> _Short exercise_:
Please update the rows from the line containing "sky in the photo above." through the end of the rows by replacing "wooden fence" with "picket fence". Return only those lines, with everything else unchanged.

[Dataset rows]
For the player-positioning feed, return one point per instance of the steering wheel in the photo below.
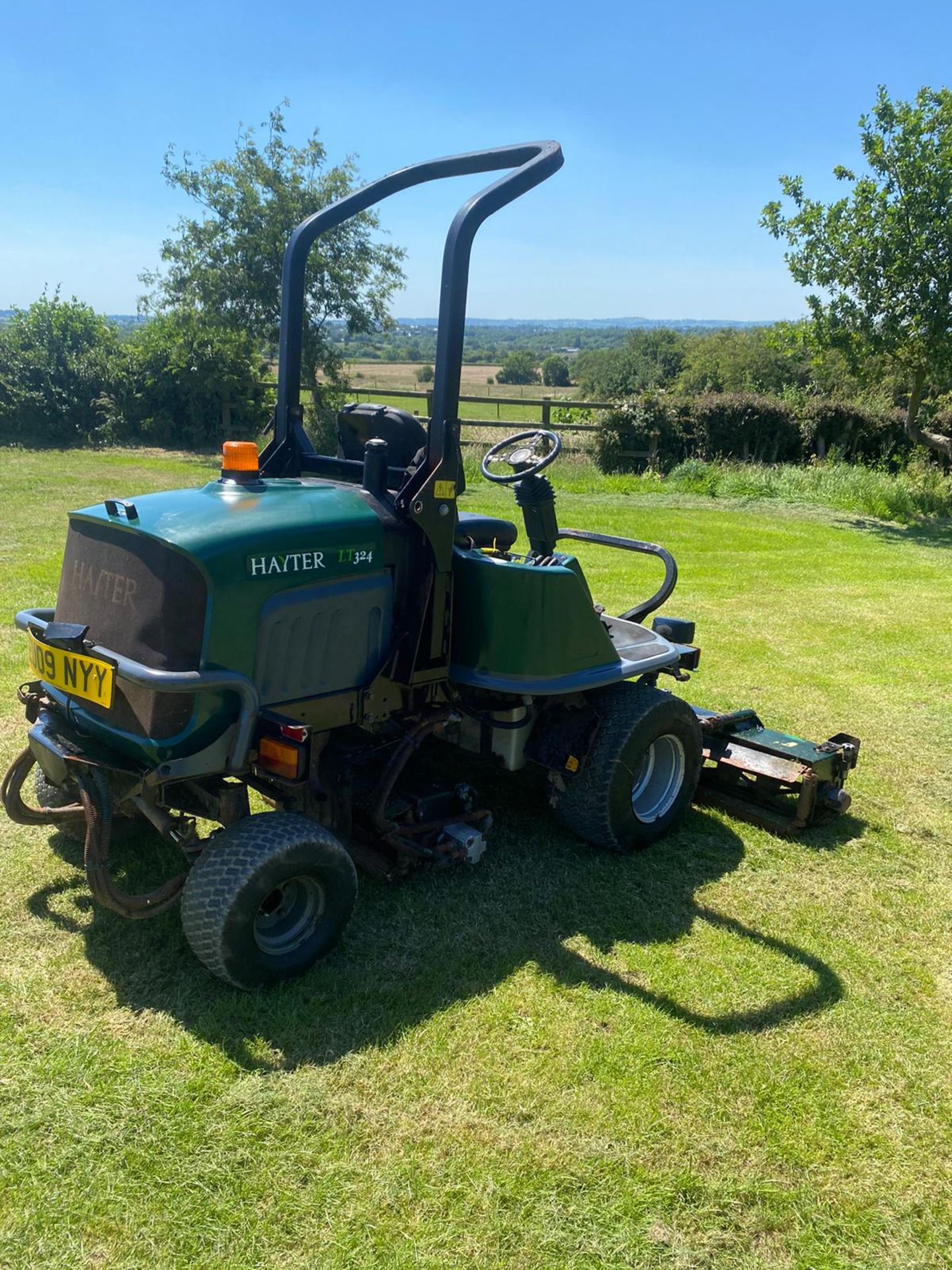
(524, 459)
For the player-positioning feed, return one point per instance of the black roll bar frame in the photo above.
(532, 163)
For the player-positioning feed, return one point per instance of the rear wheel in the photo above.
(268, 898)
(641, 774)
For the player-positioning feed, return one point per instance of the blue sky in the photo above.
(676, 121)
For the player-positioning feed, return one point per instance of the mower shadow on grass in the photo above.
(441, 937)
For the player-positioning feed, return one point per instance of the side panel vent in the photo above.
(324, 639)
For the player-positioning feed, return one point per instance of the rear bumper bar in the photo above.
(173, 681)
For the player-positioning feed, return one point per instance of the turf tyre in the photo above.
(600, 803)
(225, 901)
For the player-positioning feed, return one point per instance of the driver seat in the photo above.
(484, 531)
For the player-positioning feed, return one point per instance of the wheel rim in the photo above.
(288, 916)
(658, 779)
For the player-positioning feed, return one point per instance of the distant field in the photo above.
(403, 375)
(730, 1052)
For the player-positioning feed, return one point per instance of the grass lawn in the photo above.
(727, 1052)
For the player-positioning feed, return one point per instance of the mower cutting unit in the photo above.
(303, 625)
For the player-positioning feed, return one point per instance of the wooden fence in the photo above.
(545, 404)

> _Task result_:
For the player-positioning feed, return one point per instance of the blue sky in the photo above.
(676, 121)
For the player-positioning feed, return one point per instance of the mower shadow on grass in the photo above.
(441, 937)
For the player-positioning feed, return one point per instance of the side panel vent in the photo above.
(324, 639)
For the player-positioning feed, return one point per instance of the rear bumper bar in the photo above.
(173, 681)
For the player-positioning feed, return one point per instance of the turf tyre in the photo above.
(600, 803)
(225, 901)
For the player-positioning feed, return one point per instance of the driver seat in the photo above.
(484, 531)
For the player-positioning feed, return one point per instance of the wheel rim in the photo above.
(288, 916)
(658, 779)
For the player-positioning feed, return one point per instance of the distant field in the photo above.
(403, 375)
(730, 1052)
For the player-positioning feed, return one point per instance of the grass lawn in the photo above.
(727, 1052)
For the player-positioning feed, return one point per instance of the mower cutting unit in the photo above.
(303, 625)
For the player-positioning feed, return one point per instance of the picket fence in the photo above.
(545, 404)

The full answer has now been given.